### TAREFAS
1. Responda com base na página:
(a) Para quais pessoas o neoliberalismo "progressista" era "multicultural" e "inclusivo"?
(b) A que o aumento do racismo e da xenofobia atribuía a decadência social?
(c) Em que crença se apoiava a política de identidade liberal?
2. Redimensione as entradas da linha que contém "Where can you see the white safety" até o fim das entradas, ambas as pontas incluídas, e reescreva todas essas linhas, inclusive os pedidos. Multiplique por 0,25 cada coordenada das respostas e arredonde para números inteiros, com as metades para cima.

### PÁGINA
________________________

Dois tropos culturais tentaram dar sentido ao mundo distópico do neoliberalismo. Por um lado, houve uma proliferação de diferentes identificadores sociais e o desenvolvimento de um neoliberalismo “progressista” que era “multicultural” e “inclusivo” – pelo menos para as mulheres, pessoas não brancas e homossexuais que tinham formação universitária e “seguiam as regras”. Por outro lado, houve um aumento do racismo e da xenofobia que via a decadência social como resultado do “mau caráter” dos não brancos e dos imigrantes “ilegais”. O comportamento social individual foi responsabilizado pela crescente crise cultural, tornando bode expiatório “o intruso, caracteristicamente um solicitante de asilo ou imigrante ilegal, que se junta às fileiras dos criminosos enquanto é abrigado e protegido pelos incompetentes, escravizados como estão pelas doutrinas da correção política” (133). Em outras palavras, a crescente crise da experiência vivida sob o neoliberalismo deu origem tanto à política de identidade liberal, com sua crença em “oportunidades iguais” para todos, quanto ao populismo reacionário, que culpou tanto as “elites culturais” quanto os criminosos, os incompetentes e os intrusos estrangeiros pelo “declínio da classe média”.

________________________

### ENTRADAS DO CONJUNTO

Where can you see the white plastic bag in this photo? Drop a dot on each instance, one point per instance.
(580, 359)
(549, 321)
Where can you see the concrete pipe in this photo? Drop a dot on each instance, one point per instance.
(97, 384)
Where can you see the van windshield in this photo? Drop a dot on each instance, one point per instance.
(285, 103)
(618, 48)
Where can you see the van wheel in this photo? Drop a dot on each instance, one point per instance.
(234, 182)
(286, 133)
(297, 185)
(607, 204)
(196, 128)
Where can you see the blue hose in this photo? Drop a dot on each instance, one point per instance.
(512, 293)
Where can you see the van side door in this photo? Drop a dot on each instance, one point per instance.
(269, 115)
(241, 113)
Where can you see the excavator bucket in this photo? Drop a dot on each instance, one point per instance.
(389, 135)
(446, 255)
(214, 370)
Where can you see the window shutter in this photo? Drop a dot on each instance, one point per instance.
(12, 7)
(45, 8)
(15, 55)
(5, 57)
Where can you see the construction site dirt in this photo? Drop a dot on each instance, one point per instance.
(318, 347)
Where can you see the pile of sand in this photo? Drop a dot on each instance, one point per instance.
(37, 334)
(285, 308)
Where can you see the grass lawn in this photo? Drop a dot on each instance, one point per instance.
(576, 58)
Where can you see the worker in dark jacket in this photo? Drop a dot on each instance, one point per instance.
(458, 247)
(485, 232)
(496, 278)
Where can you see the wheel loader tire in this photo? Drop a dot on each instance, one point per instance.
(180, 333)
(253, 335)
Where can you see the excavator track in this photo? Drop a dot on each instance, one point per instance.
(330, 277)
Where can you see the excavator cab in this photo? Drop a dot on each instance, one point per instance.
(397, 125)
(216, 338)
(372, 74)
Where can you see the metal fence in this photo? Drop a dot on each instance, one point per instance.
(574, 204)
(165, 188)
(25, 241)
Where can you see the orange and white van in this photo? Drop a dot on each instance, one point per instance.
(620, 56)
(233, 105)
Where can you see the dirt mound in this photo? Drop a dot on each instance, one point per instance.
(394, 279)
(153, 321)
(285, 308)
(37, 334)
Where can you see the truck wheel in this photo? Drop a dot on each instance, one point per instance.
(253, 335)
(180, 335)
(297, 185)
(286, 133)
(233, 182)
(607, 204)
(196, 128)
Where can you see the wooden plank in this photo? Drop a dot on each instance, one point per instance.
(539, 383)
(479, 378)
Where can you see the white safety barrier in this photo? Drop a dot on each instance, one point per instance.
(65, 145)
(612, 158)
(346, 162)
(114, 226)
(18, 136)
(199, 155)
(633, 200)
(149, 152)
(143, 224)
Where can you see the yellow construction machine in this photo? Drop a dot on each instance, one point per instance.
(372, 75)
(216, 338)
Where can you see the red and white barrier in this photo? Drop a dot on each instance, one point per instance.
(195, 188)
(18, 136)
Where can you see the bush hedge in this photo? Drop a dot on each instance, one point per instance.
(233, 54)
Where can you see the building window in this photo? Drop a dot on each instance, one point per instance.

________________________

### RESPOSTAS
1.
(a) Para as mulheres, pessoas não brancas e homossexuais que tinham formação universitária e "seguiam as regras".
(b) Ao "mau caráter" dos não brancos e dos imigrantes "ilegais".
(c) Na crença em "oportunidades iguais" para todos.

2.
Where can you see the white safety barrier in this photo? Drop a dot on each instance, one point per instance.
(16, 36)
(153, 40)
(87, 41)
(29, 57)
(5, 34)
(50, 39)
(158, 50)
(37, 38)
(36, 56)
Where can you see the yellow construction machine in this photo? Drop a dot on each instance, one point per instance.
(93, 19)
(54, 85)
Where can you see the red and white barrier in this photo? Drop a dot on each instance, one point per instance.
(49, 47)
(5, 34)
Where can you see the bush hedge in this photo? Drop a dot on each instance, one point per instance.
(58, 14)
Where can you see the building window in this photo? Drop a dot on each instance, one point per instance.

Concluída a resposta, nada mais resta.